Dataset items:

══════

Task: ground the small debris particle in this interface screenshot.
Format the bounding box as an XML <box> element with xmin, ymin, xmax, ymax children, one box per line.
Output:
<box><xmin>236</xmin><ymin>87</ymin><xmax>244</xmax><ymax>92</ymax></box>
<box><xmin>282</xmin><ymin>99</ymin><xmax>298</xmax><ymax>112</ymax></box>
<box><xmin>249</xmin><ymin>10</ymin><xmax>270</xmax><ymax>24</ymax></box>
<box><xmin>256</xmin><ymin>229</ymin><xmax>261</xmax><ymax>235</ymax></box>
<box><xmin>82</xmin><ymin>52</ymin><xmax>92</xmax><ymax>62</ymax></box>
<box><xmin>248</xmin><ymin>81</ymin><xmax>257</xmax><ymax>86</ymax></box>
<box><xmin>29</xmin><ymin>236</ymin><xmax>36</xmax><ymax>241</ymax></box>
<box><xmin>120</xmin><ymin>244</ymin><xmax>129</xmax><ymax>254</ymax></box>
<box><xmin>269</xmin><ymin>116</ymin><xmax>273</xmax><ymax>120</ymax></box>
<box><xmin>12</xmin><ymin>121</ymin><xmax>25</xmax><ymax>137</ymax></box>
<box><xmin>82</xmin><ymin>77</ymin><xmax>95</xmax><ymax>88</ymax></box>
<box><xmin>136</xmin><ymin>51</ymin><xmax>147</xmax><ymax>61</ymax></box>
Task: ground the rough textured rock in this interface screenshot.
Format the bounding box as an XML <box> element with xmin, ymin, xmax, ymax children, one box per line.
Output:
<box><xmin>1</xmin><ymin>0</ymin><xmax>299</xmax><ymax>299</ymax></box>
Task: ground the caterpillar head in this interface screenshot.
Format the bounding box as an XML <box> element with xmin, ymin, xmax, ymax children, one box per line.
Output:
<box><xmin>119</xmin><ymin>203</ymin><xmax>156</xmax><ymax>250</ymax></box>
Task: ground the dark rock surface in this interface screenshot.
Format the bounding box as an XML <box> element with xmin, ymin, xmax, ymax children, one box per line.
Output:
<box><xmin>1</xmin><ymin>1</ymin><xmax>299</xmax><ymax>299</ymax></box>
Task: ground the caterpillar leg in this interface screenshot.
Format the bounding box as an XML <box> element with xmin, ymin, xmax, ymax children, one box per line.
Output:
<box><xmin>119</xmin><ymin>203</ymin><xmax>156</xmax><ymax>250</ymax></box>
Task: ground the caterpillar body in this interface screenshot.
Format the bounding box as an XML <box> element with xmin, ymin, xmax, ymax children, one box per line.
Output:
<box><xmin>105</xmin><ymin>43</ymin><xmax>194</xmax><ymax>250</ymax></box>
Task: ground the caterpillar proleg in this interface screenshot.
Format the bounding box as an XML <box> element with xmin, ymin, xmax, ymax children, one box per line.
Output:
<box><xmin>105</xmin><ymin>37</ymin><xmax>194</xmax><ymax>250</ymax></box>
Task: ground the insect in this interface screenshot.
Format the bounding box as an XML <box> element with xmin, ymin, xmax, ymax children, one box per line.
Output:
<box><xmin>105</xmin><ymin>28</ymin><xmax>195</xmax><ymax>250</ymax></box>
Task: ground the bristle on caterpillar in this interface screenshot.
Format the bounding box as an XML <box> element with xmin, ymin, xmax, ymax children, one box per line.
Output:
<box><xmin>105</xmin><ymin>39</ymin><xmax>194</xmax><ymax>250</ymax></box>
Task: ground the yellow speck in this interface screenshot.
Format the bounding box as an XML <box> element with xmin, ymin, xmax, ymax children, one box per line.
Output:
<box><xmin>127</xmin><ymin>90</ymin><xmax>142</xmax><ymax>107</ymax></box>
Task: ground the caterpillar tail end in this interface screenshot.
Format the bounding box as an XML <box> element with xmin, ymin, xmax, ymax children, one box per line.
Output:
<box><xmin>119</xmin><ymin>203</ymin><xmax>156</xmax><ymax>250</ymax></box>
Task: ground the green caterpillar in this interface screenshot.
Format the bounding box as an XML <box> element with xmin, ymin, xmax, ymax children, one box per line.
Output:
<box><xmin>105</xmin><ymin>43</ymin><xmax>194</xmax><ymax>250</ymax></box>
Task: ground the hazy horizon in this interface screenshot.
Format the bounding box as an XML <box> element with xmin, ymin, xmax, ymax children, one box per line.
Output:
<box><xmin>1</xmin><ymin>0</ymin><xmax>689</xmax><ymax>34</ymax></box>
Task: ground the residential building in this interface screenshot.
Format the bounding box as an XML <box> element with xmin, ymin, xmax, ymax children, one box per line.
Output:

══════

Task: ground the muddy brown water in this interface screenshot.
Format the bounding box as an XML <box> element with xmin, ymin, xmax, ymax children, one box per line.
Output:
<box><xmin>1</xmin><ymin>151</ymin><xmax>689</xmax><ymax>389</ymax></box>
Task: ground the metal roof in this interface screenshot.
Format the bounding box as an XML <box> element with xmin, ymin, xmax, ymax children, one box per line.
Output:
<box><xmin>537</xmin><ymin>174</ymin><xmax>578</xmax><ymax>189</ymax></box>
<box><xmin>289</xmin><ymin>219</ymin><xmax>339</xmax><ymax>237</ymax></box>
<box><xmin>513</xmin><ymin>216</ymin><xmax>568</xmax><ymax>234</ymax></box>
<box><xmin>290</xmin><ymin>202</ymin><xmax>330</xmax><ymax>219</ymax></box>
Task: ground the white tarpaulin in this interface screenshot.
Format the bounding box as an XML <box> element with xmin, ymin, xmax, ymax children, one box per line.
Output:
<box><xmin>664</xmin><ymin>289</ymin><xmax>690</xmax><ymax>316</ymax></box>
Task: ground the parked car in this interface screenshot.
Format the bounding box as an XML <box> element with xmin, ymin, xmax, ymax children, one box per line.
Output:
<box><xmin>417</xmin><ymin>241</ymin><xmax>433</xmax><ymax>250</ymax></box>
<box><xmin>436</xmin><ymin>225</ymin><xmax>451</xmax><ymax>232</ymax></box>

══════

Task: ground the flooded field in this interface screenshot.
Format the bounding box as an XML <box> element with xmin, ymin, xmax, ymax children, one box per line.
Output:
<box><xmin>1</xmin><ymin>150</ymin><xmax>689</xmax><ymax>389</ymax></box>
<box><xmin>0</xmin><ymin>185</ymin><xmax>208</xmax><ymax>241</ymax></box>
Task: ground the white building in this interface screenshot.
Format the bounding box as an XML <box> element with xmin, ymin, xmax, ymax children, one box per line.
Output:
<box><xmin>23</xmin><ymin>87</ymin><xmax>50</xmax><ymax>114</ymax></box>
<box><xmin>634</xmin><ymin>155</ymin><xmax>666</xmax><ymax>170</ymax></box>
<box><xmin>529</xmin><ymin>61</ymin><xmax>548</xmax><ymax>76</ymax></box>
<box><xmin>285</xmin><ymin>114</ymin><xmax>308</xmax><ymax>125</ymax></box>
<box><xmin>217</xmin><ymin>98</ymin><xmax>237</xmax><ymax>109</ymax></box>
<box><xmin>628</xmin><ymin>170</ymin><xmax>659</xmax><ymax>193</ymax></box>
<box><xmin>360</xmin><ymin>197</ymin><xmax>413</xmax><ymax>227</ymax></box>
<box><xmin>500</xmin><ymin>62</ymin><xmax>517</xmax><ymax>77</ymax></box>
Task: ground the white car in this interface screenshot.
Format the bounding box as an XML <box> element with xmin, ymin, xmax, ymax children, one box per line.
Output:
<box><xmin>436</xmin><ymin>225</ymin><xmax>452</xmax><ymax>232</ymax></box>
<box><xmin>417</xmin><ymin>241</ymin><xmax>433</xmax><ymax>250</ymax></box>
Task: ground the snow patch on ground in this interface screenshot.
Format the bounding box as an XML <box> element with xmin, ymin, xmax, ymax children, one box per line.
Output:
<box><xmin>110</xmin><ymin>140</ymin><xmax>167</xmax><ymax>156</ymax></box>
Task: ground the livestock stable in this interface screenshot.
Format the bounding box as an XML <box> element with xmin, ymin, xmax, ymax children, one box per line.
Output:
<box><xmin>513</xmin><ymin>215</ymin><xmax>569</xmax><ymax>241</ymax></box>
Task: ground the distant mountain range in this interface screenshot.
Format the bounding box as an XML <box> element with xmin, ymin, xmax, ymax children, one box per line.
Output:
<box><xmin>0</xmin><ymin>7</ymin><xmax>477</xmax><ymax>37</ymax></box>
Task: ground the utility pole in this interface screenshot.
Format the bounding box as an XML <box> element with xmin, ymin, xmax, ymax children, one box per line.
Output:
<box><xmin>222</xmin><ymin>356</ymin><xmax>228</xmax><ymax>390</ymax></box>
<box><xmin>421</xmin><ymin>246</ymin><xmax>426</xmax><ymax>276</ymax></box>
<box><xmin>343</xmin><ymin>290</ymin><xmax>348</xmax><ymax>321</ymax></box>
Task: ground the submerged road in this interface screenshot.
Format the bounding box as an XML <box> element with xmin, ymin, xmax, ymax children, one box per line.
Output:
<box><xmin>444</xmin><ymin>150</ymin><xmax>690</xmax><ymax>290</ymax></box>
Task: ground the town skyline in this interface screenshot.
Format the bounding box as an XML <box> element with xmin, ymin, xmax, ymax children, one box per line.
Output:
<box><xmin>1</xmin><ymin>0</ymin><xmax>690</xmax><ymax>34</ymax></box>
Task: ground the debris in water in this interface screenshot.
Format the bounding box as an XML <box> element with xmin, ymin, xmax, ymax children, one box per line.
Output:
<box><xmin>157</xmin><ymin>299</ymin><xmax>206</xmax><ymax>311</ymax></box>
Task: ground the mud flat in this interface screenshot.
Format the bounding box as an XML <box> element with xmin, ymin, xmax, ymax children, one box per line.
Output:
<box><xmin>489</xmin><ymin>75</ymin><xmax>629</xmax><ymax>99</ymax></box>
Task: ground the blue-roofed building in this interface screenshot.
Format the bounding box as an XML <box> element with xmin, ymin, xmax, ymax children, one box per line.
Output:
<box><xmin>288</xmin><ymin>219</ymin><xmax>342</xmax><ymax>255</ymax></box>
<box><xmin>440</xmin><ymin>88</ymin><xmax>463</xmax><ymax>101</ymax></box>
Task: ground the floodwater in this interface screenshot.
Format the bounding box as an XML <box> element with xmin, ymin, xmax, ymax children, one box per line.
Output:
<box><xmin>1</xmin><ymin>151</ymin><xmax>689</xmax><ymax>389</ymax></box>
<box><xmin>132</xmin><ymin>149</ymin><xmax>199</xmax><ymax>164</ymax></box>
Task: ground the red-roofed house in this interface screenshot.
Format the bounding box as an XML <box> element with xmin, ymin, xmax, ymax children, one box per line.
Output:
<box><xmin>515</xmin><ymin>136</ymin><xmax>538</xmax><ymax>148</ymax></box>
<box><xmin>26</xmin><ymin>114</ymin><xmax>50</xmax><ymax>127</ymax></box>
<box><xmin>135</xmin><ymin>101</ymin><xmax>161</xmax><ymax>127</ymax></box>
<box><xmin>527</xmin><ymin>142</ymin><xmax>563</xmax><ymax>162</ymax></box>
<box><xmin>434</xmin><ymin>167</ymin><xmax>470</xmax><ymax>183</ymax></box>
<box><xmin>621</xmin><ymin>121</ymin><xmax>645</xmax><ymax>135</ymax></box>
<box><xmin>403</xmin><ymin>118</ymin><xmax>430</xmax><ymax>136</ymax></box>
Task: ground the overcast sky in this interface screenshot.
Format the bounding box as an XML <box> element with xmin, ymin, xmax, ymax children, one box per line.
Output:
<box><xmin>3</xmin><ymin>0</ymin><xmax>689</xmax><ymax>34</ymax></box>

══════

- [Goal of the exercise]: Scan the data above for the word "roofed", then copy every line that holds it.

- [Written response]:
Task: ground the blue-roofed building in this interface screenshot.
Task: ground the red-roofed house in this interface screenshot.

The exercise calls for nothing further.